- [Material for the task]:

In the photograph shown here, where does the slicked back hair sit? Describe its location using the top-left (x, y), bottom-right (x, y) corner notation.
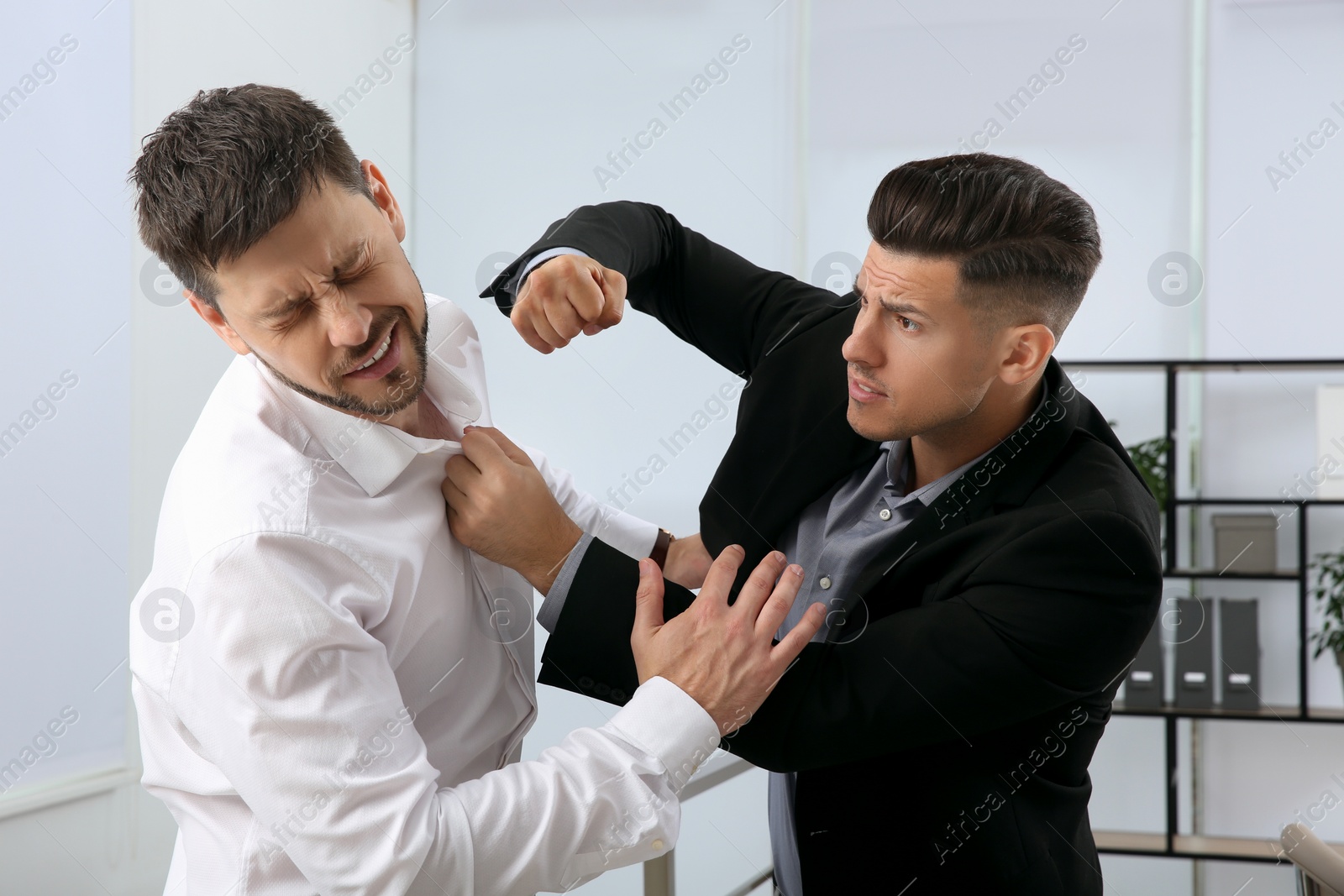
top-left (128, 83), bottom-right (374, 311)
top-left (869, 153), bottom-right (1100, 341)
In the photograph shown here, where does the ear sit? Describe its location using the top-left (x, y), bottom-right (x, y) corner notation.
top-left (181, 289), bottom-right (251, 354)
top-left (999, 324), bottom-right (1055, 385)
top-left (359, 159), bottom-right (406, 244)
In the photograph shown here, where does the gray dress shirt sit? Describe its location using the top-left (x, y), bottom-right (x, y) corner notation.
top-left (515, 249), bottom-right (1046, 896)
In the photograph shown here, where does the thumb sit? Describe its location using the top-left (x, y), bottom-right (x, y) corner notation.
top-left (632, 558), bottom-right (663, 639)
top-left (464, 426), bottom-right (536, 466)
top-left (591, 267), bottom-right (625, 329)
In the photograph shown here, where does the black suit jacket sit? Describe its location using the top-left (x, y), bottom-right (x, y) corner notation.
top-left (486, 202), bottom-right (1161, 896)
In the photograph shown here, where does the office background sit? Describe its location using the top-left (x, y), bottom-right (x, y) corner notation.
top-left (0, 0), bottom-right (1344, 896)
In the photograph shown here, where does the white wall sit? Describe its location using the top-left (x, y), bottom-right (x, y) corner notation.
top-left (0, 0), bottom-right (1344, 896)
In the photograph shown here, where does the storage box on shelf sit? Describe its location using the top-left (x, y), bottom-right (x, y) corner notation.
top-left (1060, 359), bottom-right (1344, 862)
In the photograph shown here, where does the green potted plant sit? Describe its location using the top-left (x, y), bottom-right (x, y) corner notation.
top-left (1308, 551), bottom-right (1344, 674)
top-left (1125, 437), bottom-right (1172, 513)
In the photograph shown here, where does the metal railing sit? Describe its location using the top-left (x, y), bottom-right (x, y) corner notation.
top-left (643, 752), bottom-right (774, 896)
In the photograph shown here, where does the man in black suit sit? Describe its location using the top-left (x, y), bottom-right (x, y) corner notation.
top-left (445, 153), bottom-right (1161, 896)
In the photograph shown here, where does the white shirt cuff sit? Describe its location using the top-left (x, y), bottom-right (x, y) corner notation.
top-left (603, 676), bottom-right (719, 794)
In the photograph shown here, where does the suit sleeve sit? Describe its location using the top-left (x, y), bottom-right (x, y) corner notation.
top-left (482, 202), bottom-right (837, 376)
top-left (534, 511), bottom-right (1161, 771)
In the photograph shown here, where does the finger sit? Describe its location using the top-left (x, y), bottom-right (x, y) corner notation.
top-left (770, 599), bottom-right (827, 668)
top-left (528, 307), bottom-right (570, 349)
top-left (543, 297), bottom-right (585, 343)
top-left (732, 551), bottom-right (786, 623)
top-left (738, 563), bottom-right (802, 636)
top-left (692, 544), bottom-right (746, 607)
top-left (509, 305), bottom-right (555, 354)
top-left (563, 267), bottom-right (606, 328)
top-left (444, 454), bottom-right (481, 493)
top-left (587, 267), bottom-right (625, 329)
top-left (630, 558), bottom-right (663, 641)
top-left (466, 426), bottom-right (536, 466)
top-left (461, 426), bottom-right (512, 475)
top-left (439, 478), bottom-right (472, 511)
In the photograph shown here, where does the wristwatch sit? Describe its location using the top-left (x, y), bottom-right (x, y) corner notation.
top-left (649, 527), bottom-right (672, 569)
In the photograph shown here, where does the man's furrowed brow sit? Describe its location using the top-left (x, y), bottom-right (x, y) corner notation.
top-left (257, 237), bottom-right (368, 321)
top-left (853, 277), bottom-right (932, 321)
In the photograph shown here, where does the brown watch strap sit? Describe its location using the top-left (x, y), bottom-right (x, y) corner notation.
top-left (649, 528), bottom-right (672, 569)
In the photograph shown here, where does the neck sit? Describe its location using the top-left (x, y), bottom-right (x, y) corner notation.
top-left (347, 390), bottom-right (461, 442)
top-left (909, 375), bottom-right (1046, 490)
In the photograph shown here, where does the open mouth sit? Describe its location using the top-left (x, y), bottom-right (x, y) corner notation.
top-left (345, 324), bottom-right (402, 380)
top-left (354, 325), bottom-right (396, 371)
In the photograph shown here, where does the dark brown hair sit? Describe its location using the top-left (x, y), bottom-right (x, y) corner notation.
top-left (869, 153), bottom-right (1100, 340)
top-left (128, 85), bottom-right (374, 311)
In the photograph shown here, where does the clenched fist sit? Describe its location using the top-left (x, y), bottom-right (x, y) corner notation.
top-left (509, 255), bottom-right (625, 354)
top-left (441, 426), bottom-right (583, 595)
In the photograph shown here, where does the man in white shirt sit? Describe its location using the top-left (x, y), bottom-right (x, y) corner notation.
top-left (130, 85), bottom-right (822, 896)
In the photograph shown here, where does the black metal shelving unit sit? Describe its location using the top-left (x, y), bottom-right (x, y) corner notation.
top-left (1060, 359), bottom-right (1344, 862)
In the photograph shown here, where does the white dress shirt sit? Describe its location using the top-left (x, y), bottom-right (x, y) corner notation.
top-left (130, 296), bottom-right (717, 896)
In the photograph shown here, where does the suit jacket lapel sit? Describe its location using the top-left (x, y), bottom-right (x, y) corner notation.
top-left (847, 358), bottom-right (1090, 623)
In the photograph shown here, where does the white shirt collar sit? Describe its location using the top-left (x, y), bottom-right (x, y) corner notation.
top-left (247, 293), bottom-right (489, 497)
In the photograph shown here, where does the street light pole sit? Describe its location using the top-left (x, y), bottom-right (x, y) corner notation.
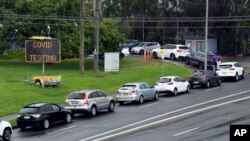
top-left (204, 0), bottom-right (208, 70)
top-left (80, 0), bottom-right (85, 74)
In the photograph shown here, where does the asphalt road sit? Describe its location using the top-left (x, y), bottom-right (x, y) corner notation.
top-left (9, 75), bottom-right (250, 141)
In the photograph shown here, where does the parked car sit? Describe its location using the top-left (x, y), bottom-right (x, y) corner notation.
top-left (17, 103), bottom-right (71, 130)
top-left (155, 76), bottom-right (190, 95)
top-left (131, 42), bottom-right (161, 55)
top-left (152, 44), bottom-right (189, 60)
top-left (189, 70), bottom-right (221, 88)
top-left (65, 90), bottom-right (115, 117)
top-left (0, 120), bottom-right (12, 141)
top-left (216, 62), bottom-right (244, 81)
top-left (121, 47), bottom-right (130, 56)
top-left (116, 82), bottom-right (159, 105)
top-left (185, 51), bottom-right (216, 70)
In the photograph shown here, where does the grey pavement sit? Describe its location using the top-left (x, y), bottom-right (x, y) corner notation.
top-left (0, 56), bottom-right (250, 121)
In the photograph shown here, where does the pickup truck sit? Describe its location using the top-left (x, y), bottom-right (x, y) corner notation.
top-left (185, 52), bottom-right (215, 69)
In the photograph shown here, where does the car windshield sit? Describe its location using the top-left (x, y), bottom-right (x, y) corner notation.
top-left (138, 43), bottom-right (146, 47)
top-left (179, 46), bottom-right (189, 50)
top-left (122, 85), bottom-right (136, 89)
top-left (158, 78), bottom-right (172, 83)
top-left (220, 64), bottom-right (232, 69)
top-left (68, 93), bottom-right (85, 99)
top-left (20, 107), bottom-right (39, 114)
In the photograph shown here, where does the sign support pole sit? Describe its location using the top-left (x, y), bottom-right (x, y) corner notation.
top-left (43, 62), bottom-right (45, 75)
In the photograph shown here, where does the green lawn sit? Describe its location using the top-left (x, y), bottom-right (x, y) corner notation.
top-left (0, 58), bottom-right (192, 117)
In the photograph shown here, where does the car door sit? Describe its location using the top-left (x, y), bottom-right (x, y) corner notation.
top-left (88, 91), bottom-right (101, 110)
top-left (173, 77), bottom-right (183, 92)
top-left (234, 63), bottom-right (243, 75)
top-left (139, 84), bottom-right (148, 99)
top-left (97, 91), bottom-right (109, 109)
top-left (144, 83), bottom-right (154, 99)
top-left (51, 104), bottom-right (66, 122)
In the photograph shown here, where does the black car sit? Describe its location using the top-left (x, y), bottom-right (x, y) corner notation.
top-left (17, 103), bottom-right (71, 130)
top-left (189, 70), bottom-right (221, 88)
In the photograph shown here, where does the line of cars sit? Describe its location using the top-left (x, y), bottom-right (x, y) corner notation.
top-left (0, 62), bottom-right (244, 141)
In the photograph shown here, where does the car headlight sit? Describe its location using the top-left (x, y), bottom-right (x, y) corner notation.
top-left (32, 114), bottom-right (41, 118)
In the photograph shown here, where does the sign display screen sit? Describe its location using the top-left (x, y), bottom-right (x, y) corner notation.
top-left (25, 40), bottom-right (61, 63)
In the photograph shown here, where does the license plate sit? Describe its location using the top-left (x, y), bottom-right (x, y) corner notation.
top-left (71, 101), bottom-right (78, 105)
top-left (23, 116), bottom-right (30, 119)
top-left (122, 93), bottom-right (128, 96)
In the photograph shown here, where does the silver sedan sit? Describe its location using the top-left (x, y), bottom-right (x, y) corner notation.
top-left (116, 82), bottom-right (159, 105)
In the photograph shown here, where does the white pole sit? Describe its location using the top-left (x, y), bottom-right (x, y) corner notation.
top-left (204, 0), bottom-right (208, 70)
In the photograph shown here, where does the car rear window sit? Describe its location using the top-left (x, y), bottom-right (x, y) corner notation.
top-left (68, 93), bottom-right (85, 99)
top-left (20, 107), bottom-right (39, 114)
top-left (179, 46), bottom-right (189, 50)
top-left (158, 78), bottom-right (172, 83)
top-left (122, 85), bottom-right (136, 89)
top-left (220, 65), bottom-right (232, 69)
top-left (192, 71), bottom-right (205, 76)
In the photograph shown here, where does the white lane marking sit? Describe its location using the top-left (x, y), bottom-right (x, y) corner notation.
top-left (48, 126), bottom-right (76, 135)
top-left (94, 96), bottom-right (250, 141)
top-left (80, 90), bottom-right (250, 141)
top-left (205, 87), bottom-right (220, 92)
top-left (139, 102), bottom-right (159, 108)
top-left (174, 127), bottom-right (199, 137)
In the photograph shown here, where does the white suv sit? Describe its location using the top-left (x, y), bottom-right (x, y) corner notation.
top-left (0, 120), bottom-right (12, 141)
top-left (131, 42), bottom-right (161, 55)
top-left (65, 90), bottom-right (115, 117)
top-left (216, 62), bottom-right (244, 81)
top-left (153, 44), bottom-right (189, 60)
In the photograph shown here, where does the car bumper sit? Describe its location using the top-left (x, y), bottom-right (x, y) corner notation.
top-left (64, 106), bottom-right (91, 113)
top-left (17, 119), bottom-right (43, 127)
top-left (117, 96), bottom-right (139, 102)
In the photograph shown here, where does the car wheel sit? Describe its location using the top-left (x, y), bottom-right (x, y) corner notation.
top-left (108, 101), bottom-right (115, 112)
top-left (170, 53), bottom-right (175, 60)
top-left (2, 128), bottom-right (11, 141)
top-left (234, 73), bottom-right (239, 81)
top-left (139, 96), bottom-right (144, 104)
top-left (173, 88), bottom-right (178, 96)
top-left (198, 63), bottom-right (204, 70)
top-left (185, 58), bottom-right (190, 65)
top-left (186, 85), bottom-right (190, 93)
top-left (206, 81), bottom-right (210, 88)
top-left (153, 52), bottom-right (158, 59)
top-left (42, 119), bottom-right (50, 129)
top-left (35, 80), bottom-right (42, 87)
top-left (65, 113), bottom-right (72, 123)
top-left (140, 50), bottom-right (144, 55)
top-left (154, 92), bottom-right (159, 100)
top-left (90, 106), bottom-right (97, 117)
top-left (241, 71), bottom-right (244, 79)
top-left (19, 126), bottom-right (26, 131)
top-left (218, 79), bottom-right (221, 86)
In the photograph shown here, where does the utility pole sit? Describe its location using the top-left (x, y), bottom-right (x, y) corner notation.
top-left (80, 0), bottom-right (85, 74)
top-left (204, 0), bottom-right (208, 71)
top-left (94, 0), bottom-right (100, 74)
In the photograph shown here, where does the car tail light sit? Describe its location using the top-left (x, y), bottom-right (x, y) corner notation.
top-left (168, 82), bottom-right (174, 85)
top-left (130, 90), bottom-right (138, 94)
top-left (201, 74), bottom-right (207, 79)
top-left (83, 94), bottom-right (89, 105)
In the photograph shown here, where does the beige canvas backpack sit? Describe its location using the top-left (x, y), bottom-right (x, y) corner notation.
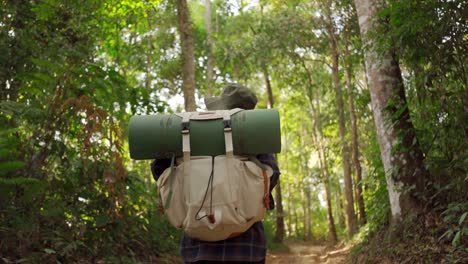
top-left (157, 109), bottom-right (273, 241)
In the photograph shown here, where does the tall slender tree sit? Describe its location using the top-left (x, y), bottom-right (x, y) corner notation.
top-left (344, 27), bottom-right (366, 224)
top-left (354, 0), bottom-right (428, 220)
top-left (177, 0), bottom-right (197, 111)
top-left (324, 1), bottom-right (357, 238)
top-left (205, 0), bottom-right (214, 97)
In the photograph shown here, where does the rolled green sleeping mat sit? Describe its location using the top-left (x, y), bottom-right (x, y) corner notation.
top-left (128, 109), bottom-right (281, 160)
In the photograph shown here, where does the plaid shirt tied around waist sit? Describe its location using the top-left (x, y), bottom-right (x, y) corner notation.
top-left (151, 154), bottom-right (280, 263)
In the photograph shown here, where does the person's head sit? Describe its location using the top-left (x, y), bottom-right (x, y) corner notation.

- [Task requirements]:
Format the lines from the start of the rows through the line holding "top-left (359, 159), bottom-right (406, 244)", inclusive, as a Markdown table with the columns No. and Line, numbering each line. Leave out blank lines and the pictures.

- [Task answer]:
| No. | Line |
|---|---|
| 1 | In the photograph shown here, where does the slicked back hair sit? Describe its location using the top-left (x, y), bottom-right (x, y) corner notation. |
| 2 | top-left (128, 83), bottom-right (374, 311) |
| 3 | top-left (869, 153), bottom-right (1100, 341) |
| 4 | In the photograph shown here, where does the ear sit? Describe its location using the top-left (x, y), bottom-right (x, y) corner notation. |
| 5 | top-left (181, 289), bottom-right (251, 354) |
| 6 | top-left (999, 324), bottom-right (1055, 385) |
| 7 | top-left (359, 159), bottom-right (406, 244) |